- ISTRUZIONI DEL COMPITO
Riporta senza alcuna modifica il passo del testo sulla libertà accademica che parte da "Therefore, we call" e si chiude con "teaching in higher education.".

- ESTRATTO SELEZIONATO
/---

Il 23 maggio scorso è stato pubblicato un documento dell’European Trade Union Committee for Education che denuncia le minacce a cui è sottoposta la libertà accademica nel settore universitario e della ricerca, nonché il deterioramento delle condizioni lavorative e di vita, anche a causa di tagli e congelamenti dei salari:
ETUCE is deeply concerned about the implementation of the Bologna Process and the future of the European Higher Education Area. […] ETUCE member organisations regularly report[1] about deterioration of the supporting environment to staff in higher education. “We regret to see that in Europe, employees in the higher education and research sector continue to face threats to their academic freedom, and the teachers and researchers in the sector suffer from deteriorating working and living conditions, including salary freezes and cuts” – said Susan Flocken, European director of ETUCE related to the Paris Ministerial Meeting.
Therefore, we call (click here) the ministers for structural changes in higher education and research to support teachers and researchers for the sake of a successful future for the Bologna Process. In our Call and in our Report (click here) published for the attention of the ministers, we present four demands concerning the future of the Bologna Process and:
• The better protection of academic freedom as one of the fundamental values of the Bologna process;• The importance of greater core public investment in higher education and research;• The need to ensure a supportive working environment for staff, including improved job security and working conditions, and• A call for better recognition of teaching in higher education.

\---

- DATI MOSTRATI
/---

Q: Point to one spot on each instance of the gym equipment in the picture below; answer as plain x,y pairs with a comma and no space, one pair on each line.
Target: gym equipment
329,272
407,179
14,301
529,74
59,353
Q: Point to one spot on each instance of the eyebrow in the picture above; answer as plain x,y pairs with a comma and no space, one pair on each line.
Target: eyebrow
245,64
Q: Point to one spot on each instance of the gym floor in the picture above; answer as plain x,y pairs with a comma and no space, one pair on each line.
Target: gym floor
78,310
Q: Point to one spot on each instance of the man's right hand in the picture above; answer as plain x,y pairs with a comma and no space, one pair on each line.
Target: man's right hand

\---

- RISPOSTA SCRITTA
Therefore, we call (click here) the ministers for structural changes in higher education and research to support teachers and researchers for the sake of a successful future for the Bologna Process. In our Call and in our Report (click here) published for the attention of the ministers, we present four demands concerning the future of the Bologna Process and:
• The better protection of academic freedom as one of the fundamental values of the Bologna process;• The importance of greater core public investment in higher education and research;• The need to ensure a supportive working environment for staff, including improved job security and working conditions, and• A call for better recognition of teaching in higher education.